---------- Stored data
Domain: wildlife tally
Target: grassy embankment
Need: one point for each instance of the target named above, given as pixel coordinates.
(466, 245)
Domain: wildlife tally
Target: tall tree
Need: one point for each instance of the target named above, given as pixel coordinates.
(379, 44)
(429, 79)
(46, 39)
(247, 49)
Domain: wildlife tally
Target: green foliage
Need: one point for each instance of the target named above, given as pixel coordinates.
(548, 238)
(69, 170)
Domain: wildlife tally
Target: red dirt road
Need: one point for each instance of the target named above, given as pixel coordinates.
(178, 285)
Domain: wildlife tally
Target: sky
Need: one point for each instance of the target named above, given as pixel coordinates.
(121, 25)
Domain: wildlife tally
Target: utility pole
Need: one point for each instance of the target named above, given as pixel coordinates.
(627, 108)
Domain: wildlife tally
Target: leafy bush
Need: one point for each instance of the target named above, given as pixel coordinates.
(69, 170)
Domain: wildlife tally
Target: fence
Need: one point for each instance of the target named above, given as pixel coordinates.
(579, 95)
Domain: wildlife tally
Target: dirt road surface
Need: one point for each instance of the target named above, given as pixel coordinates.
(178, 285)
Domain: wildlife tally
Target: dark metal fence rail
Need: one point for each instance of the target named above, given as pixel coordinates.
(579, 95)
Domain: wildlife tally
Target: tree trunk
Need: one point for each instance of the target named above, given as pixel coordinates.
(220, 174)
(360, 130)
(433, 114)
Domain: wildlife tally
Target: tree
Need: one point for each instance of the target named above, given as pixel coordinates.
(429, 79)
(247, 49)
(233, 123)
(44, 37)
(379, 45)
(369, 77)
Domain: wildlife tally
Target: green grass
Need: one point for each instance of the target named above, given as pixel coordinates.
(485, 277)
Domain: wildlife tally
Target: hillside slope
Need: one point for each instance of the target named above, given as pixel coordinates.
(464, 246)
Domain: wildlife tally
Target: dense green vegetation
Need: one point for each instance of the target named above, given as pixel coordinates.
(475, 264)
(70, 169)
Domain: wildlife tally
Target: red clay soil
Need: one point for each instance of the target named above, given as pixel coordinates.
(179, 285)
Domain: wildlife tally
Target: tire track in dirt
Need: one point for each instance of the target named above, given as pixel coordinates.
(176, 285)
--------------------
Filter the records above down to the lines containing "green".

Target: green foliage
Target: green grass
Target: dense green vegetation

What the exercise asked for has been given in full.